Copy out the lines of the items word for word, starting at the line that contains "Identify the bumpy" and ending at the last line of the items.

(Dataset entries)
++++

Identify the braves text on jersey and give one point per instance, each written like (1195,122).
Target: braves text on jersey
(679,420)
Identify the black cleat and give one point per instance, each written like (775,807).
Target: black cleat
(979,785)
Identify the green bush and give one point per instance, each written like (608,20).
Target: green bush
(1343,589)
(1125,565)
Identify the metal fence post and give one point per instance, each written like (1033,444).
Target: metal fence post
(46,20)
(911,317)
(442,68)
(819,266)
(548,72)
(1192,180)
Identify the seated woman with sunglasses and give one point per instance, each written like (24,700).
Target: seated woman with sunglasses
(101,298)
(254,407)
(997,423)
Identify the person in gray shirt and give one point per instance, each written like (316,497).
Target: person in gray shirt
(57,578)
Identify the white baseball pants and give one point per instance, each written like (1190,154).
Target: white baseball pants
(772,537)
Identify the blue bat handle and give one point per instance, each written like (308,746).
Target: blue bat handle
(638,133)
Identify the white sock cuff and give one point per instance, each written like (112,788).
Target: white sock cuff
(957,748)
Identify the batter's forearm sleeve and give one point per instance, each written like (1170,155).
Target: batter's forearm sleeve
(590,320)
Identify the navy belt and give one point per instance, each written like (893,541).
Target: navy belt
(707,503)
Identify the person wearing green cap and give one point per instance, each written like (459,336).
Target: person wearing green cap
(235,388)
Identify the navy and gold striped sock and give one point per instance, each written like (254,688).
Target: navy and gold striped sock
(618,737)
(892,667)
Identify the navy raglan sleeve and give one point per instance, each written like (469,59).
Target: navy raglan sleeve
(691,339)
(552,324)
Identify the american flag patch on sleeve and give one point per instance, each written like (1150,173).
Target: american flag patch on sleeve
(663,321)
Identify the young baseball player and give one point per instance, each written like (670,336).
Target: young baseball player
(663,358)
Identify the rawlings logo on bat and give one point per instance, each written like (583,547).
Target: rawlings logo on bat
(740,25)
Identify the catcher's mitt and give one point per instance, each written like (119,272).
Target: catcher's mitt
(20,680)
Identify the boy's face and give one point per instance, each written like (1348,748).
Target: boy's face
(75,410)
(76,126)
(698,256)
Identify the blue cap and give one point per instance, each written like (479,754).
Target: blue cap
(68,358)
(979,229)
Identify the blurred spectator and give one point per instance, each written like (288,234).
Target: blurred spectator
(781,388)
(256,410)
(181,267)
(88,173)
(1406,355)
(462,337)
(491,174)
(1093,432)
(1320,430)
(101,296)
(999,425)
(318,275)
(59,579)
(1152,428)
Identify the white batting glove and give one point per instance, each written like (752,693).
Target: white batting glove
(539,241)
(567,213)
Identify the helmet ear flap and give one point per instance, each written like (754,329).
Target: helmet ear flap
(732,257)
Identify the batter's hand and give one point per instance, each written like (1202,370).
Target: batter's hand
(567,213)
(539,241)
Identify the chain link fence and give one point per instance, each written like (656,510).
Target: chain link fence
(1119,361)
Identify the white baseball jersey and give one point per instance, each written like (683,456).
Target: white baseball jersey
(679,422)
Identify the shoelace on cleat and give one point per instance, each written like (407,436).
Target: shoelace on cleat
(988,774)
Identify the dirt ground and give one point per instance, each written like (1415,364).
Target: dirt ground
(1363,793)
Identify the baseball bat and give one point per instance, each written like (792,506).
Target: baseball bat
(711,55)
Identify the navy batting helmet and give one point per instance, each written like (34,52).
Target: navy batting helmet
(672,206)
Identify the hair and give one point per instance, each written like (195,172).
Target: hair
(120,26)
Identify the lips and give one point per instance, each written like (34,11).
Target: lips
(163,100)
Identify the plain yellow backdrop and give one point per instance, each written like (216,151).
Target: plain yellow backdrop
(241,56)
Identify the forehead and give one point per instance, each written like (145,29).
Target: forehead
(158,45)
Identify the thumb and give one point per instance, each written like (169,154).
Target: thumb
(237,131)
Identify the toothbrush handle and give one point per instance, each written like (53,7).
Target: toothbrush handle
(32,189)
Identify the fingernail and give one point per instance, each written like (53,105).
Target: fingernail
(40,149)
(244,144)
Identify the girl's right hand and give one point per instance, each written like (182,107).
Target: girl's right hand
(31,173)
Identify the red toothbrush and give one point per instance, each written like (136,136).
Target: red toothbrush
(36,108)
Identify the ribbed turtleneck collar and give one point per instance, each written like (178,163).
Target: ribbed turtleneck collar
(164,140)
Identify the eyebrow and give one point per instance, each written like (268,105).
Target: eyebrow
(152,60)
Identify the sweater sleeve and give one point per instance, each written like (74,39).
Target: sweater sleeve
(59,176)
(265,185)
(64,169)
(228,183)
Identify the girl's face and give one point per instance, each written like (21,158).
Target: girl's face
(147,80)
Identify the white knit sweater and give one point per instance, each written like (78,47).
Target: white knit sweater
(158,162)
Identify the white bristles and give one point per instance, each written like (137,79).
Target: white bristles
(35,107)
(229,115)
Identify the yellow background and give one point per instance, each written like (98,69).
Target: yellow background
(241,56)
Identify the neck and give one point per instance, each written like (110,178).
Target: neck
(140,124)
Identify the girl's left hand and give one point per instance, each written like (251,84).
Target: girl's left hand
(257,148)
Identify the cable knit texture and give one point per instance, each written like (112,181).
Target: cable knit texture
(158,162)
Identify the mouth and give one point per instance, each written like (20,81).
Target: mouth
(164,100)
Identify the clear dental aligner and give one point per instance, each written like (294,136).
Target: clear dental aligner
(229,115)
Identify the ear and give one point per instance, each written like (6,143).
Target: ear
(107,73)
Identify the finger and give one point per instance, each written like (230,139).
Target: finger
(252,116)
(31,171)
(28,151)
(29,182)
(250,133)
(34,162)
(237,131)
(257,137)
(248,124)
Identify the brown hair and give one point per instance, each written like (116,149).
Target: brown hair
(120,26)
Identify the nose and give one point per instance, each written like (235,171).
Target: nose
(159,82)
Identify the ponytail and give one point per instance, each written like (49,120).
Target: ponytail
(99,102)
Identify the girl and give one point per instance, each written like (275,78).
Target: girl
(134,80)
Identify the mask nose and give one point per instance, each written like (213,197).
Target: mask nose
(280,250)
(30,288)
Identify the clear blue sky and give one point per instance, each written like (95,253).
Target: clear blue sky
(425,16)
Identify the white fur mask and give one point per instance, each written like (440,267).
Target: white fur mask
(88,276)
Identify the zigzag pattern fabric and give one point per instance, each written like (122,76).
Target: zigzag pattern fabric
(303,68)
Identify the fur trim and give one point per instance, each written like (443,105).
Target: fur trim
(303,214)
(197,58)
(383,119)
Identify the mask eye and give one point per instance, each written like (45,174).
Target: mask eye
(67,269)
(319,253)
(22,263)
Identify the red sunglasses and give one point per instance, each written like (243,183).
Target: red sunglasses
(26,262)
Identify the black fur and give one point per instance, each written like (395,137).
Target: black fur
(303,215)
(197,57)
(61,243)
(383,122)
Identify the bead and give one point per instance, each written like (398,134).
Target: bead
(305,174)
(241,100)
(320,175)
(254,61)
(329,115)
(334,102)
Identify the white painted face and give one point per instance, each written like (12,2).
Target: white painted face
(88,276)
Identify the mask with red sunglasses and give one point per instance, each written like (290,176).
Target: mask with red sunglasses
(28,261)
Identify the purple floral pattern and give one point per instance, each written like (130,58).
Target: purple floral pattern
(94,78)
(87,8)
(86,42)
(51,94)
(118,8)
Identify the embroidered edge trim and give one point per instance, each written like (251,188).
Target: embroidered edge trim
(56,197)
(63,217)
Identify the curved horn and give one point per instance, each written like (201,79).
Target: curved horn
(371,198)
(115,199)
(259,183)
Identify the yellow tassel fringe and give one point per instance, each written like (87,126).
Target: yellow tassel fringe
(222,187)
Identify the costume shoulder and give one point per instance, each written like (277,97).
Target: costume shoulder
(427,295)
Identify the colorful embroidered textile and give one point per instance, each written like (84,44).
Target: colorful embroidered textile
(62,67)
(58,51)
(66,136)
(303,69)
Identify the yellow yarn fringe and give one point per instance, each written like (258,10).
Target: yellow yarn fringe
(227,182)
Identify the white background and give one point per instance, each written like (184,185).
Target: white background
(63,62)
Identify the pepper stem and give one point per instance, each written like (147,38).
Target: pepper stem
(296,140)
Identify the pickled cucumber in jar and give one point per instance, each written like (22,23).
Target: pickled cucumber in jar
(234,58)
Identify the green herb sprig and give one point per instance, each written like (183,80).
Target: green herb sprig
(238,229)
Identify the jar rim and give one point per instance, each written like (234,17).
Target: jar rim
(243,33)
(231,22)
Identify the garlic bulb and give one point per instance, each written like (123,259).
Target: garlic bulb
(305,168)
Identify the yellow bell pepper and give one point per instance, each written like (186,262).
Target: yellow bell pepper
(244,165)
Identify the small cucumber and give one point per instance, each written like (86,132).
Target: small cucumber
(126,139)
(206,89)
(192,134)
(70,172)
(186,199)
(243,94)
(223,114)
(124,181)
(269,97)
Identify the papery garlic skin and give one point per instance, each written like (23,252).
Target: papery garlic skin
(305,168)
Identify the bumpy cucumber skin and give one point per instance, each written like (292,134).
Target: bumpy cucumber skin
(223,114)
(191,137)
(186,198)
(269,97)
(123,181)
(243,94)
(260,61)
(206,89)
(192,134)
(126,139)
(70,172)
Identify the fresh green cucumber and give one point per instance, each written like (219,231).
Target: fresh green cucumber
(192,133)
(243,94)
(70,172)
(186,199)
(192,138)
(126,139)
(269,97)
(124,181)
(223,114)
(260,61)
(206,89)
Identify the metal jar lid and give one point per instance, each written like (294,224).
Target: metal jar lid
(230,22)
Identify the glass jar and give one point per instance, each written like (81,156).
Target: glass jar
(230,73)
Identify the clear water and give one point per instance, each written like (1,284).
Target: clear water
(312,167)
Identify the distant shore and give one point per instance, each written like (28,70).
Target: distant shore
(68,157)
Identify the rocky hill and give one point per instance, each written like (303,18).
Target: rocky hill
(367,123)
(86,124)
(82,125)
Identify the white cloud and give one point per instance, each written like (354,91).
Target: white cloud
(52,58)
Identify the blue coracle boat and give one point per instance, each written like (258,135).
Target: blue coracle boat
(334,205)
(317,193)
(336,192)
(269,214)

++++

[Answer for this exercise]
Identify the bumpy cucumber skin and give one point per instance, each written like (292,134).
Target: bumpy cucumber skin
(223,114)
(191,137)
(186,198)
(269,97)
(123,181)
(243,94)
(260,61)
(206,89)
(192,134)
(126,139)
(70,172)
Identify the fresh green cucumber and give one point per instance, each written like (219,231).
Target: fresh green cucumber
(192,133)
(243,94)
(70,172)
(186,199)
(192,138)
(126,139)
(269,97)
(124,181)
(223,114)
(260,61)
(206,89)
Identify the metal jar lid and give one point per instance, each written like (294,224).
Target: metal jar lid
(230,22)
Identify the glass jar and give one point per instance, each written like (81,156).
Target: glass jar
(230,73)
Identify the clear water and give one point per instance, each written like (1,284).
Target: clear water
(312,167)
Identify the distant shore and give one point per instance, each written like (28,70).
Target: distant shore
(68,157)
Identify the rocky hill and give one point per instance, each written like (303,18).
Target: rocky hill
(367,123)
(86,124)
(82,125)
Identify the white cloud and give one point per instance, each written like (354,91).
Target: white cloud
(52,58)
Identify the blue coracle boat and give one point per instance, each written like (258,135).
Target: blue coracle boat
(334,205)
(317,193)
(336,192)
(269,214)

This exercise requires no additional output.